- _What to work on_
Render the part of the listing that opens with the line containing "Each instance receives one keypoint. Mark the field" and closes with the line containing "Each instance receives one keypoint. Mark the grass", including both ends, as a Markdown table with the columns Row and Text. Number each line in Row, put the line itself in Text, and leave out blank lines.

- _Data rows_
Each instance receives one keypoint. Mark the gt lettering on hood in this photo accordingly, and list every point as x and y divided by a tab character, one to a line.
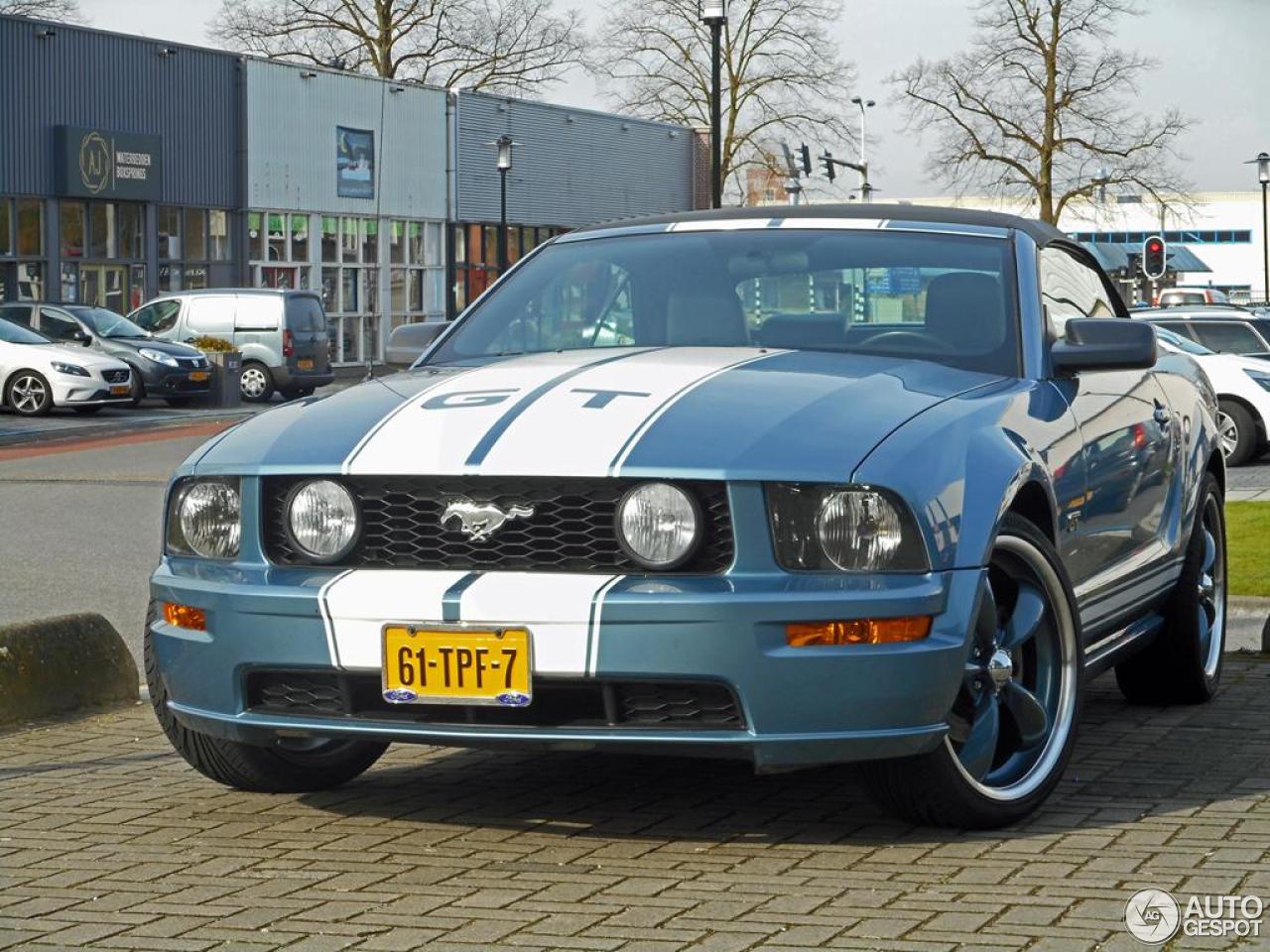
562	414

==

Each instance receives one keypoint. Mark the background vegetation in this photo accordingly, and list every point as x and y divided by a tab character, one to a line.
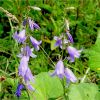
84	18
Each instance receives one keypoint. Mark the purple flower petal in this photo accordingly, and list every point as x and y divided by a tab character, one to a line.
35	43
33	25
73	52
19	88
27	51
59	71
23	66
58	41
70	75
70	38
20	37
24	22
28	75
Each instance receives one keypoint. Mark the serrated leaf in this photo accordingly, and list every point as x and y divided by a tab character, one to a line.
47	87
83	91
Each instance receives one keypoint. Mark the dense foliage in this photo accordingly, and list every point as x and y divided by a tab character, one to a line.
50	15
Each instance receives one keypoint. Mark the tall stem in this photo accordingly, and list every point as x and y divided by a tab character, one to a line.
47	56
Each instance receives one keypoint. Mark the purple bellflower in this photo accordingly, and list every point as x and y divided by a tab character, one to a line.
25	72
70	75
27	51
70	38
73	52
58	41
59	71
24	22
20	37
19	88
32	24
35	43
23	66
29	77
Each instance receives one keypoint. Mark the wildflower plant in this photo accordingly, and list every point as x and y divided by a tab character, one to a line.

---

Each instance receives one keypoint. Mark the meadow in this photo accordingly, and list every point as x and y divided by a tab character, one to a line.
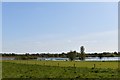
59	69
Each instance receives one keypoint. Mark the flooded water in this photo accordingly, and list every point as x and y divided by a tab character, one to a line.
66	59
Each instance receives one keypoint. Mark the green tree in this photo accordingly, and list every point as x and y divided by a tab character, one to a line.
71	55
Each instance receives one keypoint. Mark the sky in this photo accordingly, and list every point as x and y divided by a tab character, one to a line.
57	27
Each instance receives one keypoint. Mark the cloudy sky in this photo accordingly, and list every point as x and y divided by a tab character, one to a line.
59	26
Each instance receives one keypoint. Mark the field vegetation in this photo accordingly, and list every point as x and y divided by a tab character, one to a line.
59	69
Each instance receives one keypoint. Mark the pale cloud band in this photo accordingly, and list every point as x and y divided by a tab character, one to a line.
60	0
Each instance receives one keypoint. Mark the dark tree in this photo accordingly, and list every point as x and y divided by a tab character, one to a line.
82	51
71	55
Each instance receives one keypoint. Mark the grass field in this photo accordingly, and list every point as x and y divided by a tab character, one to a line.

- _Response to the exercise_
| Row | Text |
|---|---|
| 1 | Each instance receives one keypoint. Mark the field vegetation in this photo accordingly, and list every point as x and y divided by a tab character, one to a line. |
| 2 | 59	69 |
| 3 | Each instance receives one keypoint. Mark the pale cloud band in this photo accordingly, and list every point as x and y divided by a tab character, one to a line. |
| 4 | 60	0 |
| 5 | Each instance receives one keypoint. Mark the dark tree in this photo accordingly, and list every point as x and y divided by a tab character, one to a line. |
| 6 | 82	51 |
| 7 | 71	55 |
| 8 | Each instance receives one keypoint. Mark the grass field in this photo accordingly, and list every point as x and y divided by a tab character, one to a line. |